= Given task =
Copy the records below word for word, leaving out the pictures.
Start Records provided
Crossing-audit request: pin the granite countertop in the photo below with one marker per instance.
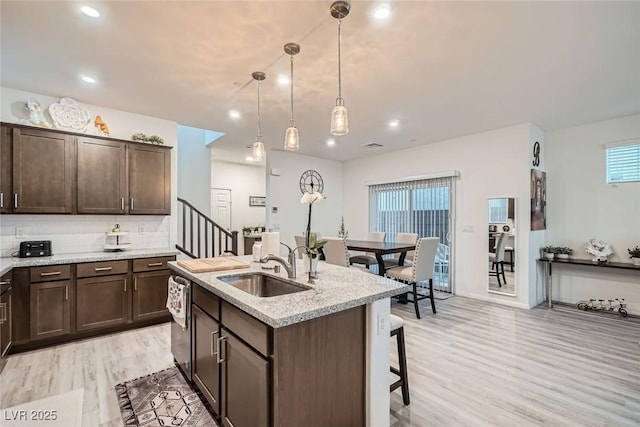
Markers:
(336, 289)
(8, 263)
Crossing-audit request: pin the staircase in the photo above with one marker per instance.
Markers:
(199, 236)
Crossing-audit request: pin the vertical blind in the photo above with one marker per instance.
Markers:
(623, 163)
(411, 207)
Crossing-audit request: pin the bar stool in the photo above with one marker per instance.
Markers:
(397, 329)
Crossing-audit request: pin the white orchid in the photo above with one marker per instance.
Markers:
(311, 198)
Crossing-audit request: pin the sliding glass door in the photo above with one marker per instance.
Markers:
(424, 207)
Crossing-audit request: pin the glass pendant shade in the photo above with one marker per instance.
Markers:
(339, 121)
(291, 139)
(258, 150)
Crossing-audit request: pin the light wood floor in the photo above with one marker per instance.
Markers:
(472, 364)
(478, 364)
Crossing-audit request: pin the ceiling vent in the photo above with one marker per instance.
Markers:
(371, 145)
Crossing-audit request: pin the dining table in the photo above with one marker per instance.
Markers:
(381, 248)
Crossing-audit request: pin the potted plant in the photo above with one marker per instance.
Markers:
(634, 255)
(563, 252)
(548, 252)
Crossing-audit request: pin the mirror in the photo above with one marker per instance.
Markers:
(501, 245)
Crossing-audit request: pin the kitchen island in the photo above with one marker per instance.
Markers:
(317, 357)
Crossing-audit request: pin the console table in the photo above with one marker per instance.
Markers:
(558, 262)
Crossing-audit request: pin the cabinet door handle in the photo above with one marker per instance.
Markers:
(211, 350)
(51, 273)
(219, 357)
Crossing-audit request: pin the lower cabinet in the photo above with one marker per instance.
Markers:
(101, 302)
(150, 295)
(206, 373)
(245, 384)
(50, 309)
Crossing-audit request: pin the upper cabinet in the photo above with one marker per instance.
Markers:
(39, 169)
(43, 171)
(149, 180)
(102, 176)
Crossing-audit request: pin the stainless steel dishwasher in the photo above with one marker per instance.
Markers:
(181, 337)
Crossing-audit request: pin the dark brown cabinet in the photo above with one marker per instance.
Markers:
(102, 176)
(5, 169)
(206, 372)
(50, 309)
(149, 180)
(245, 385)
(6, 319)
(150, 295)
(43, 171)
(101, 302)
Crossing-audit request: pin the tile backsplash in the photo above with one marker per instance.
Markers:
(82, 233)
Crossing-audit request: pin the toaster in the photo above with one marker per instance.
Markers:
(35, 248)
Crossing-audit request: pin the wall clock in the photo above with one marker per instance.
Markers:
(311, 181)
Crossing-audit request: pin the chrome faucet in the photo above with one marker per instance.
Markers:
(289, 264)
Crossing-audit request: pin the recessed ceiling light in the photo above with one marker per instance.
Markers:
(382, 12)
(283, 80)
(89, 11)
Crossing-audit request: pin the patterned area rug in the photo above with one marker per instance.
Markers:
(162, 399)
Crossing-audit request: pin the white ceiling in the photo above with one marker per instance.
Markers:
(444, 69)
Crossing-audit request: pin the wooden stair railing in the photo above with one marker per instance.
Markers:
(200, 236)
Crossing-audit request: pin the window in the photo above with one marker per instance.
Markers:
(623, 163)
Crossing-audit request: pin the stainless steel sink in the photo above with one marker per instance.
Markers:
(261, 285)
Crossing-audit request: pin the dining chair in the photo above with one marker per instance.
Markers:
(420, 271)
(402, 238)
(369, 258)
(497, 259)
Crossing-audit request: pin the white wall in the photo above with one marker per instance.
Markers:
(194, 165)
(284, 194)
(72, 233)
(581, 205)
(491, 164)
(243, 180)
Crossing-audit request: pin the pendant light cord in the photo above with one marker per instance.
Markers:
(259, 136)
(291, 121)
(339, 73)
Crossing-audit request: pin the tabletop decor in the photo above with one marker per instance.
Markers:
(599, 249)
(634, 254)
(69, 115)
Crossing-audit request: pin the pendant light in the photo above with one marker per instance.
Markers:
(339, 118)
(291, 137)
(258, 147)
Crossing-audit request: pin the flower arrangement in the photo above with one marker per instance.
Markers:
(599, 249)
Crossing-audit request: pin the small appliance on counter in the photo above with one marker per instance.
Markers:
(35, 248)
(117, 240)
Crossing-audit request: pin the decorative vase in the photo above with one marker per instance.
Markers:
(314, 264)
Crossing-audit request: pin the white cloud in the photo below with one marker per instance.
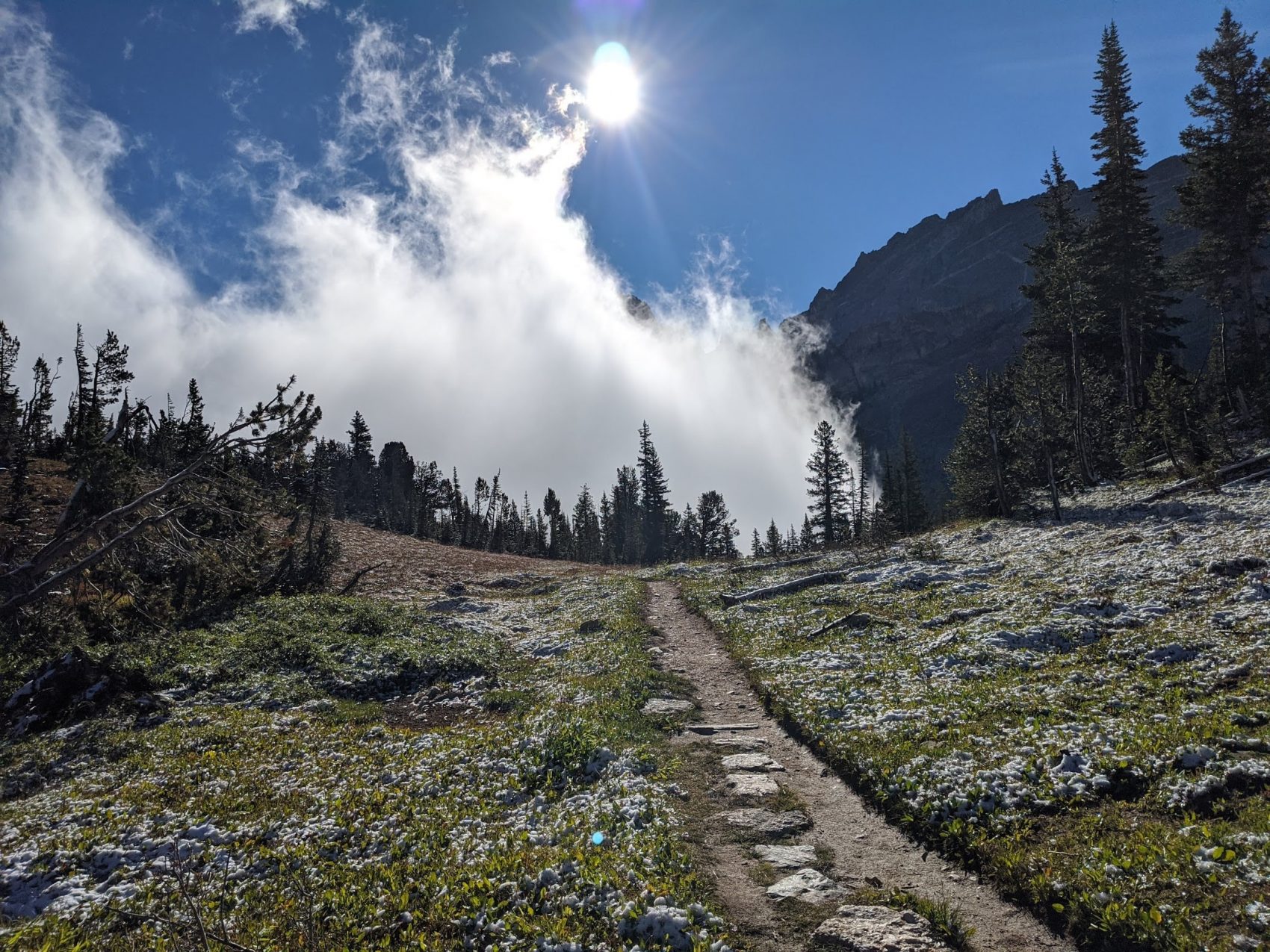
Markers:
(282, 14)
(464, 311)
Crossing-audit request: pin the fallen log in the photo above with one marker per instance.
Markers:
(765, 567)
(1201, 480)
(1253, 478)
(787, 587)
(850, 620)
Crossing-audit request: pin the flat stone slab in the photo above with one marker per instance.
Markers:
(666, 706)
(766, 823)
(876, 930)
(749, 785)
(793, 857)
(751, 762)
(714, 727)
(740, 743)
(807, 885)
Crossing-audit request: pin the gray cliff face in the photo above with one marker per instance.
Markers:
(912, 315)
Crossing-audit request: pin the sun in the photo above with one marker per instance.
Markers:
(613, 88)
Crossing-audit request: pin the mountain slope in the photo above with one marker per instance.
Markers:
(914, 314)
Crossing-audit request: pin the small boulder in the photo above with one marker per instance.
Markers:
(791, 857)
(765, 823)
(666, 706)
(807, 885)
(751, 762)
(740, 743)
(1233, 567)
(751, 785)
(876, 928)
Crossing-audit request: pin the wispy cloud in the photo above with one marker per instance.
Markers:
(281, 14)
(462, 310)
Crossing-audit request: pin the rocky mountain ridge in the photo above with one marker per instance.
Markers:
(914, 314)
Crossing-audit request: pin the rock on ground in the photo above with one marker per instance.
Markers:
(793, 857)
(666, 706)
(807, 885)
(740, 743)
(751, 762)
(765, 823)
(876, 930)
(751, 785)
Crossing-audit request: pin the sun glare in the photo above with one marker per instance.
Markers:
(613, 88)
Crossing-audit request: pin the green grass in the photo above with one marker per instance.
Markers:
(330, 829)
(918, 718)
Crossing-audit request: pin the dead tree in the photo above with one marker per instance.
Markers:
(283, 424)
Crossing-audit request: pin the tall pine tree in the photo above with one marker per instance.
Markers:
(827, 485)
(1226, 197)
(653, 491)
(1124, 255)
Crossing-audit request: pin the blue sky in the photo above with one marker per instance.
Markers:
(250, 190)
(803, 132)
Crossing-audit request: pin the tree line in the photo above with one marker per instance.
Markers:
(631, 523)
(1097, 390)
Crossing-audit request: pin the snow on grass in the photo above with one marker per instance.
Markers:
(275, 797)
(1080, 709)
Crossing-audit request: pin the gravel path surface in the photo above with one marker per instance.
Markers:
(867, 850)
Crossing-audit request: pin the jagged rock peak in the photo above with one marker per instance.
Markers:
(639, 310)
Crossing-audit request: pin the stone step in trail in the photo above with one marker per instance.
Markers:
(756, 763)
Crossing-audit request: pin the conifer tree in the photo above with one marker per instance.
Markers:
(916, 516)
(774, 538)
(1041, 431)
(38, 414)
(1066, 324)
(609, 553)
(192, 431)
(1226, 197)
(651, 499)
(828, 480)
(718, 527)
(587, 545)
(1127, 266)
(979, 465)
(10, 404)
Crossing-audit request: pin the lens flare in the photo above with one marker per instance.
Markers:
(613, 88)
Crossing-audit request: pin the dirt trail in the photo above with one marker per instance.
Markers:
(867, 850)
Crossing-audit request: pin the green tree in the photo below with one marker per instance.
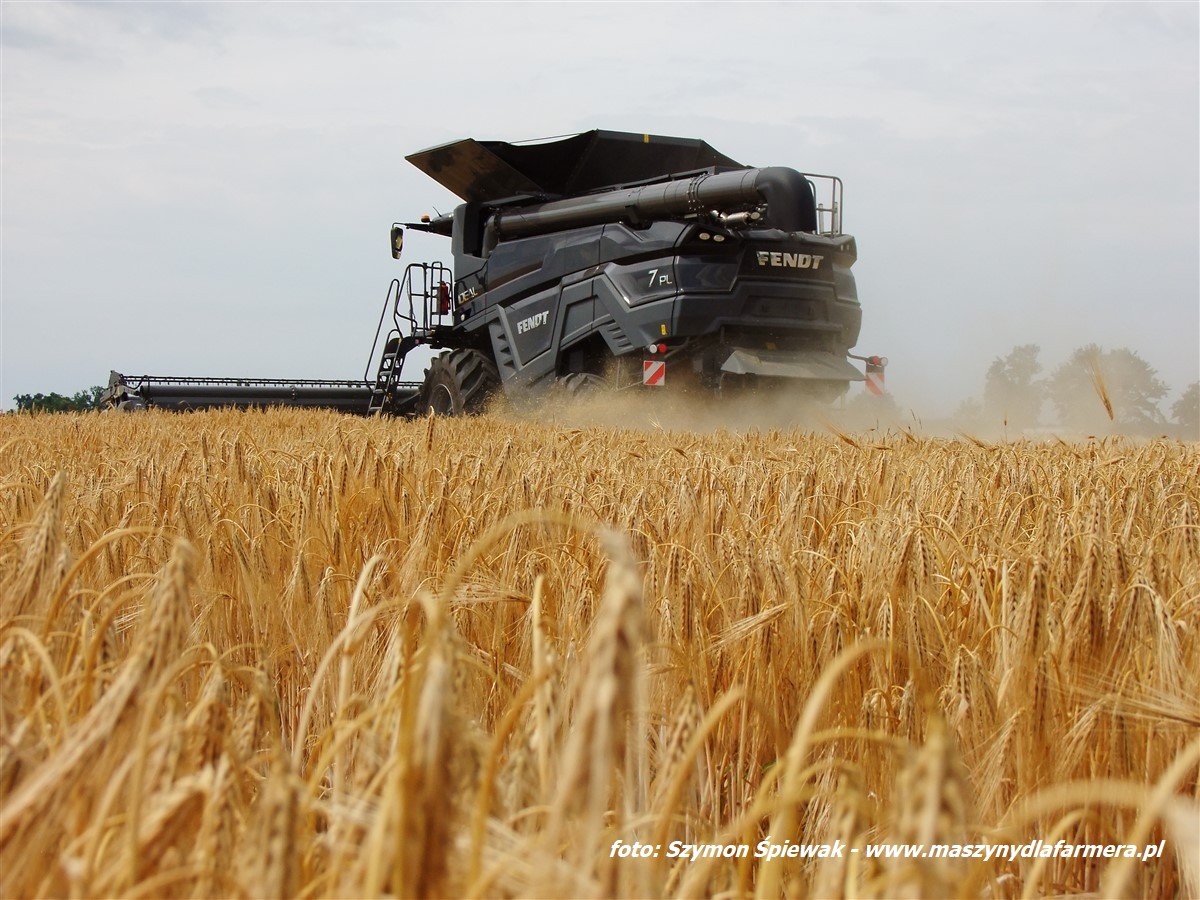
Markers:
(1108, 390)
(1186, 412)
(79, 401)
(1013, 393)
End Records provided
= Solved exercise =
Crossing-audit request: pin the granite countertop in the photo below with one marker per instance.
Markers:
(336, 289)
(8, 263)
Crossing-audit request: pin the staircase in the photo above with one marker per instance.
Markers:
(199, 236)
Crossing-audit request: pin the vertical blind in the photo above with one marker per instance.
Markers:
(623, 163)
(411, 207)
Crossing-audit request: pin the bar stool in the photo above with one marker per instance.
Markers:
(397, 329)
Crossing-audit request: pin the white orchid in the photo above with one marker per instance.
Markers:
(311, 198)
Crossing-audit request: pin the sliding glass door in the photo above with one marker per instance.
Markers:
(424, 207)
Crossing-audit request: pin the glass pendant shade in the photo above with one marker per instance.
Markers:
(339, 121)
(291, 139)
(258, 150)
Crossing-audit request: pin the light wood floor in the photo above with one marker per instance.
Markers:
(472, 364)
(478, 364)
Crossing-audit request: pin the ceiling vent in the photo above with one marker per instance.
Markers:
(371, 145)
Crossing-audit request: pin the dining table in the photo above with one marker per instance.
Markers:
(381, 248)
Crossing-audit request: pin the potted plant in the photo above with one marker per instance.
Markers:
(634, 255)
(563, 252)
(548, 252)
Crossing-audit request: pin the mirror in the photo above with one marker per instance.
Markers:
(501, 245)
Crossing-audit request: pin the kitchen island in the photo above with one marker per instance.
Markers:
(317, 357)
Crossing-audit request: pin the console table in the photo above with one marker per instance.
Markers:
(558, 262)
Crossing-audit request: pin the cabinet door handle in the photo above with one marker per instance.
Markers:
(211, 350)
(51, 273)
(219, 357)
Crossing-audit request: pin the lower cabinet in the photo above with one marker per instance.
Markers:
(101, 302)
(150, 295)
(206, 373)
(245, 384)
(50, 309)
Crossing-audit request: pin the upper cabinet in the photo above with one marker per instance.
Markers:
(39, 169)
(43, 171)
(149, 180)
(102, 176)
Crossing-audit request: pin the stainless steel dishwasher in the photo above with one marker per instance.
Markers:
(181, 337)
Crossing-audit request: pin the dark brown cabinet in the photo above with one marker per instance.
Markers:
(102, 176)
(5, 169)
(206, 372)
(50, 309)
(149, 180)
(245, 385)
(6, 319)
(150, 295)
(43, 171)
(101, 302)
Crossing-audit request: pin the tile backsplash in the photo above with one marker per instance.
Markers:
(82, 233)
Crossing-audit request: pin the toaster in the photo above with one marker per instance.
Markers:
(35, 248)
Crossing-audit request: pin the wall clock in the photo above with one marker per instance.
Markers:
(311, 181)
Crossing-audit request: pin the chrome faucet in the photo above with one marker per instance.
Markers:
(289, 264)
Crossing-audit request: pin the recessed ceiling light in the photo above with one marker per instance.
Markers:
(382, 12)
(283, 80)
(89, 11)
Crossing-audit request: pin the patterned area rug in the photo above with one marker per instance.
Markers:
(162, 399)
Crossing-audit request: pin the white ceiling in the photo above with one marker per instance.
Markers:
(444, 69)
Crossing-audit request: pin the wooden stair railing in the photo above with one marker per instance.
Markers:
(200, 236)
Crossing-audit request: pin the window in the photo above with one marker per instance.
Markers:
(623, 163)
Crossing-audit request: pin the stainless steel sink in the photo above with one marker per instance.
Markers:
(261, 285)
Crossing-audit request: pin the dining chair in the photo above with one marker per instance.
Markers:
(420, 271)
(402, 238)
(369, 258)
(497, 259)
Crossing-audit request: pin the white wall in the photo above with one marker per instance.
Markers:
(194, 165)
(284, 194)
(72, 233)
(581, 205)
(491, 164)
(243, 180)
Crossing-audit request: pin the pendant light cord in the photo above with one marker per instance.
Markers:
(259, 136)
(291, 121)
(339, 73)
Crossing-audit request: pin the tabletop decor in the photo above with one marker per instance.
Markers:
(599, 249)
(634, 254)
(69, 115)
Crossing-audit request: pin the pendant light in the photo above with one marker per instance.
Markers:
(339, 118)
(291, 137)
(258, 147)
Crossing-audit request: pin the flower arrangement in the photo above with one marker per instance.
Markers:
(599, 249)
Crossing-audit request: pin the small appliance on counter in the photo above with one marker per instance.
Markers:
(35, 248)
(117, 240)
Crossing-audit request: pin the decorative vase in the photo above with one marker per instance.
Markers:
(314, 264)
Crossing-audit request: pin the white cloud in the photo below with one marker per instance.
Markers:
(282, 14)
(464, 311)
Crossing-audit request: pin the fallen log in the photo above with one marker per instance.
Markers:
(765, 567)
(1201, 480)
(1253, 478)
(787, 587)
(850, 620)
Crossing-audit request: pin the flat stone slab in the photo above with one marker per instance.
Markers:
(666, 706)
(766, 823)
(876, 930)
(749, 785)
(793, 857)
(751, 762)
(714, 727)
(740, 743)
(807, 885)
Crossing-audit request: pin the gray cliff face in the photo above with one marker per instance.
Markers:
(912, 315)
Crossing-audit request: pin the sun in the photo above with one marker per instance.
Markers:
(613, 88)
Crossing-audit request: pin the mountain slope in the photo above with one marker per instance.
Markers:
(914, 314)
Crossing-audit request: pin the small boulder in the photo above with one marker per instance.
Markers:
(791, 857)
(765, 823)
(666, 706)
(807, 885)
(751, 762)
(740, 743)
(1233, 567)
(751, 785)
(876, 928)
Crossing-audit request: pin the wispy cloud in the photo above with one marker per instance.
Markers:
(281, 14)
(462, 310)
Crossing-audit request: pin the rocky mountain ridge in the photo above with one marker per instance.
Markers:
(914, 314)
Crossing-audit request: pin the rock on ground in the photo above with one marker per instance.
Markers:
(793, 857)
(666, 706)
(807, 885)
(740, 743)
(751, 762)
(765, 823)
(876, 930)
(751, 785)
Crossing-audit request: pin the sun glare in the photo above with one marker per instance.
Markers:
(613, 88)
Crossing-audit request: pin the green grass in the photo above with one marker per instance.
Markers:
(330, 829)
(918, 718)
Crossing-audit request: pin the dead tree in the photo above with one marker per instance.
Markers:
(283, 424)
Crossing-audit request: pin the tall pine tree in the photo above with one marker per instance.
Markers:
(827, 485)
(1226, 197)
(653, 491)
(1124, 255)
Crossing-audit request: pin the blue sky in the photo above with one marker per instance.
Markers:
(250, 190)
(803, 132)
Crossing-audit request: pin the tree line in the photo above with one marker per instance.
Markers:
(631, 523)
(1097, 390)
Crossing-audit request: pin the snow on grass in the photo above with one marker per instance.
Markers:
(275, 797)
(1080, 709)
Crossing-audit request: pin the gravel path surface in the photo above with one marker per instance.
Markers:
(867, 850)
Crossing-audit request: pin the jagged rock peak in the photo above with one marker per instance.
Markers:
(639, 310)
Crossing-audit request: pin the stone step in trail in the photo above with one marker per instance.
Markers:
(756, 763)
Crossing-audit request: pin the conifer tree in the photo above with one marker per instance.
Markers:
(916, 516)
(774, 538)
(1041, 431)
(38, 414)
(1066, 324)
(609, 553)
(192, 431)
(1226, 197)
(651, 499)
(828, 480)
(718, 527)
(587, 545)
(1127, 266)
(979, 465)
(10, 404)
Crossing-audit request: pin the lens flare in the photo above with one marker per instance.
Markers:
(613, 88)
Crossing-audit request: pin the dirt trail in the photo above with one marker per instance.
Markers:
(867, 850)
Crossing-audit request: pin the green tree in the photo below with one marker per instance.
Markers:
(1108, 390)
(1186, 412)
(79, 401)
(1013, 393)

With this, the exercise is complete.